* [How to complete this task] Search the data below for "painted" and report how many lines contain it, with no other text.

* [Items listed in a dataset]

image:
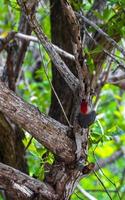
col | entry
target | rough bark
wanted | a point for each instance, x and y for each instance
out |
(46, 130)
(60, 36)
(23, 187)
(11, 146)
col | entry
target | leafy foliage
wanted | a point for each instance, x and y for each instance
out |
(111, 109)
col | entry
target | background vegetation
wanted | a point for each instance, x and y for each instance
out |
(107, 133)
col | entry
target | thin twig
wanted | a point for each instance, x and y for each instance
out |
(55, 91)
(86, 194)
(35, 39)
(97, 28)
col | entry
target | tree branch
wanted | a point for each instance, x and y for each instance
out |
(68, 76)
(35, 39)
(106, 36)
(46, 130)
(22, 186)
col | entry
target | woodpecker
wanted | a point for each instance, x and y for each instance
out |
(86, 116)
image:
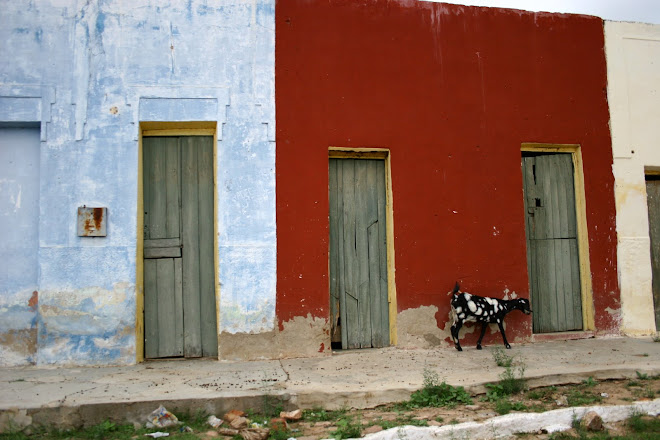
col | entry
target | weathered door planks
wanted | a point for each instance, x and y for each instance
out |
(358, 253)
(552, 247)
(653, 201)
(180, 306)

---

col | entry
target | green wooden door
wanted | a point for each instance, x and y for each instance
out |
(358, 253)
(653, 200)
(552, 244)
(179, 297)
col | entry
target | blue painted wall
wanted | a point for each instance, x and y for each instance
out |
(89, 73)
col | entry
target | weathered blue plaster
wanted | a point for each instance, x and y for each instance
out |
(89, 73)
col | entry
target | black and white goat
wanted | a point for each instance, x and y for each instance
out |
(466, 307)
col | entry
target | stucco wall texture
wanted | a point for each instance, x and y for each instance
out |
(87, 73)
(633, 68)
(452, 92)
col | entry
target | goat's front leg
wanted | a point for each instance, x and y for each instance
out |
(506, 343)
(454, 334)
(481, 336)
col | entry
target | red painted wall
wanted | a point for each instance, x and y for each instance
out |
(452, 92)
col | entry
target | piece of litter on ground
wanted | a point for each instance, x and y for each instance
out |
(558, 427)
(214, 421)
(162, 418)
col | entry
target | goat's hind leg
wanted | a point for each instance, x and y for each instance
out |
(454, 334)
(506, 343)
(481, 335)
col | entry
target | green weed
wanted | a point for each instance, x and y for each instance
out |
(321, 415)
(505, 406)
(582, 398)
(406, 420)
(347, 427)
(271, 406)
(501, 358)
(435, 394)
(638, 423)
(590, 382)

---

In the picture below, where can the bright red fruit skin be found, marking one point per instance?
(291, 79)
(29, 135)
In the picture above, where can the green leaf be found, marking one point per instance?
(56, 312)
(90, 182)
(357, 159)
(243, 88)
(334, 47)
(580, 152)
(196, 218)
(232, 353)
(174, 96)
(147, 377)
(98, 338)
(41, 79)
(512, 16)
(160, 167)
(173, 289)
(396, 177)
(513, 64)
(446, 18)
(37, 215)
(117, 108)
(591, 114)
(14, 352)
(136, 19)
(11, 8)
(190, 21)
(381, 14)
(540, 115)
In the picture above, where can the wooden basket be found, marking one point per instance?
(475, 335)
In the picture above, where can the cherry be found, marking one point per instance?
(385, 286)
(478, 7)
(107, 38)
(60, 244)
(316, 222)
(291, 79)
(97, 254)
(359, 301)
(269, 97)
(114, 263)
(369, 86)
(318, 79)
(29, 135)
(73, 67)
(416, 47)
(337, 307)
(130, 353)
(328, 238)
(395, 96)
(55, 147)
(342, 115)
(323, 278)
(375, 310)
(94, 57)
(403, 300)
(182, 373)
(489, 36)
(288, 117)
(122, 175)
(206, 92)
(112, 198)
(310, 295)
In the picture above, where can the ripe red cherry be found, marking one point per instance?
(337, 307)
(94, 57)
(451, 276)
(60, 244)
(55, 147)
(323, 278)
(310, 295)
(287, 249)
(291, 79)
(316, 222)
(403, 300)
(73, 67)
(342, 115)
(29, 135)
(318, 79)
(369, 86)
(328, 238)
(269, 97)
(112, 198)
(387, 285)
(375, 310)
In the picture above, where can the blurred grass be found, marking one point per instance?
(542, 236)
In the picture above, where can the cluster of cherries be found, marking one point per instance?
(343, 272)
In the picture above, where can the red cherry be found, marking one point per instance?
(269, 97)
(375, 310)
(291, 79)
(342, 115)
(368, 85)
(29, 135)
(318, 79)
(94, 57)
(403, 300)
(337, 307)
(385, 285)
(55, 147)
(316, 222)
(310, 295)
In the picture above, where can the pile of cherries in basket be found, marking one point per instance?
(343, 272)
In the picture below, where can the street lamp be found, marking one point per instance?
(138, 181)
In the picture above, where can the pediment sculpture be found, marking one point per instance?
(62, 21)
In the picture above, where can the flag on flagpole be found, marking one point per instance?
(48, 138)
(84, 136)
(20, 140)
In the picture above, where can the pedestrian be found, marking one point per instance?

* [Output] 2